* _What to work on_:
Can you repeat word for word everything in the passage on the Jews of London from "The climax came" down to "a neighboring church."?

* _Passage to read_:
The climax came in 1224, when it was alleged that some gashes found on the
body of a dead child constituted Hebrew characters and the Jews were accused
of ritual murder. This resulted in a savage punitive levy on the Jews. In
1278 a number of London Jews were included in the 680 from all over the
country who were imprisoned in the Tower of London on the charge of clipping
the coinage.
Nearly 300 were said to have been hanged. Theological
odium against the London Jews had been increasing. In 1232, Henry III
confiscated their principal synagogue on the pretext that the chanting could
be heard in a neighboring church.
In 1283 the Bishop of London ordered all the synagogues
in his diocese to be closed, only one being subsequently reopened. Finally,
in 1290, the Jews were expelled from England and the London community ceased
to exist. The number of Jews in London in the Middle Ages probably did not
exceed 500.
In 1409, after the expulsions from Spain and Portugal, a
few Marrano refugees settled in London. At the close of the reign of Henry
VIII, the crypto-Jewish community comprised some 37 households. In 1609 the
Portuguese merchants living in London, who were suspected of judaizing, were
again expelled. Nevertheless, when in 1632 the Marrano community of Rouen
was temporarily broken up, some fugitives, the most important being Antonio
Fernandez Carvajal, found a home in London. Other Marrano settlers went
directly from Spain and Portugal. Thus, when Manasseh Ben Israel went to
England in 1655, there was already established a secret community numbering
several families. A petition was presented to Cromwell asking for protection
(March 1656). A house was rented and adapted for use as a synagogue in the
following December. A few months later, a piece of ground was acquired for
use as a cemetery. After Cromwell's death various attempts were made to
procure the suppression of the community. Charles II, however, intervened in
its favor, and it henceforth enjoyed de facto recognition. The original
synagogue, in Creechurch lane, was enlarged and remodeled in 1674, and in
1701 a new place of worship in Bevis Marks - still one of the architectural
monuments of the city - was erected.

* _Source data_:
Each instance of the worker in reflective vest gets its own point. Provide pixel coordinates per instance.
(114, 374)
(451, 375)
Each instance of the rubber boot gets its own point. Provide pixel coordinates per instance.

* _Finished task_:
The climax came in 1224, when it was alleged that some gashes found on the
body of a dead child constituted Hebrew characters and the Jews were accused
of ritual murder. This resulted in a savage punitive levy on the Jews. In
1278 a number of London Jews were included in the 680 from all over the
country who were imprisoned in the Tower of London on the charge of clipping
the coinage.
Nearly 300 were said to have been hanged. Theological
odium against the London Jews had been increasing. In 1232, Henry III
confiscated their principal synagogue on the pretext that the chanting could
be heard in a neighboring church.